EXERCISE INSTRUCTIONS: Would you write out every record that follows exactly, with the pictures left out?

INPUT FOR THIS TASK:
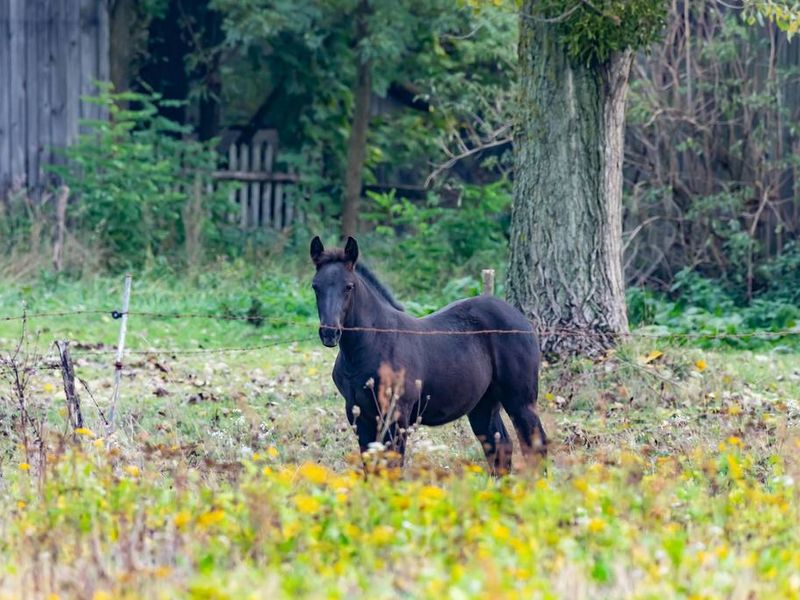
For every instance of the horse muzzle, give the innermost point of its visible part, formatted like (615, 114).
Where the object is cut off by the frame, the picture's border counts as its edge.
(330, 335)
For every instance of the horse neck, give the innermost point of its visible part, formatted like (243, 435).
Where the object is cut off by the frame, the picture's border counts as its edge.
(369, 310)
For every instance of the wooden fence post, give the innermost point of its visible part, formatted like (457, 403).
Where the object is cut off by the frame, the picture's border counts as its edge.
(488, 282)
(68, 375)
(123, 328)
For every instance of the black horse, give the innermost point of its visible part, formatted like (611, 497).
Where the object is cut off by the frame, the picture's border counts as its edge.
(394, 370)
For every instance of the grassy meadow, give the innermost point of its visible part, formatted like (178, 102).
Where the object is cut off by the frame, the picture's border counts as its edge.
(673, 471)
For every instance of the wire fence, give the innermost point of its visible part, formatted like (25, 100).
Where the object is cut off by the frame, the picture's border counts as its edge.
(308, 324)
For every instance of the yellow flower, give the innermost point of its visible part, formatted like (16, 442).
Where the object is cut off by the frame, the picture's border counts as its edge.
(734, 468)
(182, 519)
(290, 530)
(400, 502)
(500, 532)
(596, 525)
(431, 492)
(352, 531)
(132, 470)
(651, 356)
(212, 517)
(162, 572)
(314, 473)
(307, 504)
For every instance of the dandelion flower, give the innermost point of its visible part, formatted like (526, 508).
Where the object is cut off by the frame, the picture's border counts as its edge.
(212, 517)
(314, 473)
(132, 470)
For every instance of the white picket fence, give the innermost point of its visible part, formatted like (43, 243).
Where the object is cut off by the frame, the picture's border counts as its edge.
(261, 195)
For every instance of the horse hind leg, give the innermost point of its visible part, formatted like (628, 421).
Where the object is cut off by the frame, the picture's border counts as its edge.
(532, 438)
(487, 425)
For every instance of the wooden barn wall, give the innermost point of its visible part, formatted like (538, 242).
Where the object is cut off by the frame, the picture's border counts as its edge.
(51, 53)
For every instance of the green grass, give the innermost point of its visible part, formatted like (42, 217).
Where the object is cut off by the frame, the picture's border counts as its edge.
(670, 477)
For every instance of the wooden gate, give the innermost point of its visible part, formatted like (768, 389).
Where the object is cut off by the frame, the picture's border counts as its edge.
(261, 195)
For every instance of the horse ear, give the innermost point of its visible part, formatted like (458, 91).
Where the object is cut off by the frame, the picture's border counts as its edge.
(316, 249)
(351, 250)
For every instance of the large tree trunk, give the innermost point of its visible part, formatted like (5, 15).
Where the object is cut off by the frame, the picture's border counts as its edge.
(357, 142)
(565, 269)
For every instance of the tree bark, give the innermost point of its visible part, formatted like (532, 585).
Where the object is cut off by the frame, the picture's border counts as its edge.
(565, 265)
(123, 21)
(357, 142)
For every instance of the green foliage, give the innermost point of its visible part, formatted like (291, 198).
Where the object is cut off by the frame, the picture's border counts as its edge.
(784, 13)
(430, 243)
(134, 175)
(302, 57)
(593, 31)
(701, 307)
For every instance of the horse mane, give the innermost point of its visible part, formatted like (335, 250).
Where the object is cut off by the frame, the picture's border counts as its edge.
(337, 255)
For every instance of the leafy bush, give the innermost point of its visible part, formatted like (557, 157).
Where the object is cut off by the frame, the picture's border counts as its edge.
(700, 306)
(139, 182)
(431, 244)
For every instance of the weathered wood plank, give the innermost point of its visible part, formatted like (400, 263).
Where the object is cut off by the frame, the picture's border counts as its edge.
(266, 200)
(45, 29)
(103, 48)
(277, 216)
(5, 100)
(244, 193)
(17, 84)
(88, 57)
(233, 164)
(32, 90)
(255, 187)
(58, 83)
(73, 71)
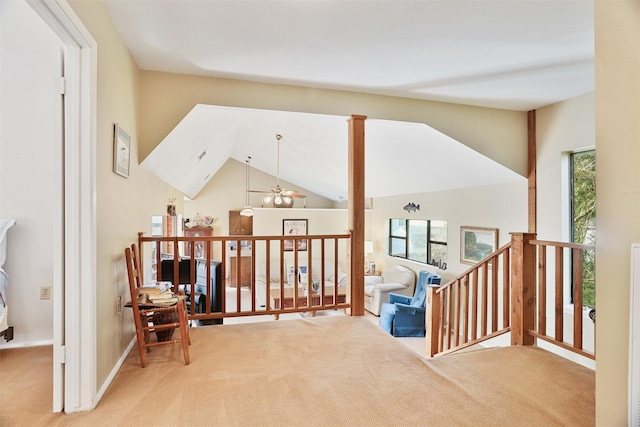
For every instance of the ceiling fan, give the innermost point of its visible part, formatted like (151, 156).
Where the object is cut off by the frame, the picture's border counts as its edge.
(278, 197)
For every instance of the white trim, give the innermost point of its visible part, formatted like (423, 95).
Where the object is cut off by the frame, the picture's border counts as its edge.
(79, 202)
(115, 370)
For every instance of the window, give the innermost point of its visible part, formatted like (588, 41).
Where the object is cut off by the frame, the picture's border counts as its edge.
(418, 240)
(583, 215)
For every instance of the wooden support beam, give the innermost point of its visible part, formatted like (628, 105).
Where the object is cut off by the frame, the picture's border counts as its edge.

ANSWER TO THIS PROBLEM:
For every instance of the horse muzzle, give the innermost point of its visible part, formatted like (615, 114).
Where the object is cut off by the frame, the picture's border counts as its edge.
(330, 335)
For every instance of the horse neck, give the innermost point of its visible part, formatted like (243, 435).
Where the object is cut off by the frame, the picture's border counts as its edge.
(369, 310)
For every instance of the wooden fence post, give the innermost point of its visible part, formatted like (457, 403).
Where the object is cut off by the frame, the picture's border counts as its edge.
(488, 282)
(68, 375)
(123, 328)
For every instance of the black horse, give the innermost point of its visible part, formatted like (611, 497).
Where the object is cut off by the frame, the picture's border counts as its edge.
(394, 370)
For every instance of the grassy meadow, give the innermost point of its visible part, formatted like (178, 102).
Where the object is cut off by the frame, the picture's border counts as its edge.
(673, 471)
For every instance of the wire fence, give the innermost point of its visible part, formatted like (25, 100).
Where the object is cut off by the frame, the picture's border counts as its edge.
(308, 324)
For every instance of the yellow flower, give the innermost point of its visible part, formatted like (16, 442).
Where the object is cut off by the frame, the picture's border counts as its edge.
(734, 468)
(182, 519)
(290, 530)
(400, 502)
(500, 532)
(596, 525)
(431, 492)
(352, 531)
(132, 470)
(651, 356)
(212, 517)
(162, 572)
(314, 473)
(307, 504)
For every instance of the dandelion flower, give the innermost point of its visible part, formatted like (526, 508).
Where the object is cut off by the frame, the picture's border counts as its edge.
(212, 517)
(314, 473)
(132, 470)
For every instance of the white picket fence, give the innermost point of its visible part, formatted like (43, 243).
Where the object is cut off by the frame, the picture's border counts as its edge.
(261, 195)
For every instance of the horse hind leg, give the innermost point of its visible part, formatted like (628, 421).
Where the object is cut off by the frame, the picture's border counts as its edge.
(532, 438)
(487, 425)
For every instance of the wooden barn wall, give the innermost point of its visible part, formatted like (538, 242).
Where the object is cut off by the frame, the picture's border counts as its edge.
(51, 53)
For every instance of the green grass, give the innermost point of its visible part, formatted like (42, 217).
Where the object is cut off by the frame, the picture's border counts as its edge.
(670, 477)
For every instance of the wooden gate, give the innermost point of its visible part, formatted like (768, 389).
Where the object is cut off by the frame, the picture's border counts as its edge.
(261, 195)
For every instance of the horse ear, give the innermost point of its visible part, formatted like (458, 91).
Where the object is cut off by the frame, the picture's border counts as its edge.
(316, 249)
(351, 250)
For every instance of the large tree trunk, give the innermost point of its visible part, formatted like (5, 15).
Where the object is cut off by the frame, the picture's border counts as its edge.
(357, 142)
(565, 269)
For every instance of the tree bark, give the innermost point of its visible part, formatted like (532, 585).
Where the object is cut off by the frame, the picture's border counts as its edge.
(565, 265)
(123, 21)
(357, 142)
For every instance of the green foliage, give the innermost point of its visible part, formatted like (291, 198).
Where the object is cut off by the frame, the picture's border counts as its edge.
(784, 13)
(430, 243)
(134, 175)
(302, 57)
(593, 31)
(701, 307)
For every instance of the horse mane, give the innermost point of its visible part, formatted like (335, 250).
Where the object is cut off by the frame, the picture's border counts as its edge.
(337, 255)
For every instance of the leafy bush, give the innermost point of its visible part, formatted like (557, 157).
Where the object is cut off by the frame, the picture's border counts as its edge.
(700, 306)
(139, 182)
(431, 244)
For every instance of the weathered wood plank, give the innermost point of its visible part, formatted like (400, 263).
Where the object is cut off by the frame, the picture's border counts as its edge.
(266, 200)
(45, 29)
(103, 48)
(277, 216)
(5, 100)
(244, 193)
(17, 84)
(88, 57)
(233, 164)
(32, 90)
(255, 187)
(58, 83)
(73, 71)
For every instance of the ceiling fan, give the innermost point of its visible part, formatted like (151, 156).
Where the object is cut off by the frame, the picture's border counts as its edge.
(278, 197)
For every instance of the white trim, give the innermost point of its visible part, formatted like (423, 95).
Where the object is cut off by the frame, the picture's border counts as its edge.
(79, 202)
(115, 370)
For every instance of the window, give the innermost point of its visible part, formatted like (588, 41).
Where the object is cut off by the frame, the picture's border counts as its edge.
(418, 240)
(583, 215)
For every instance of the wooden support beam, give the innermost point of its visible part, formatted like (628, 105).
Where the object is cut off by the frame, the picture's border counts as its edge.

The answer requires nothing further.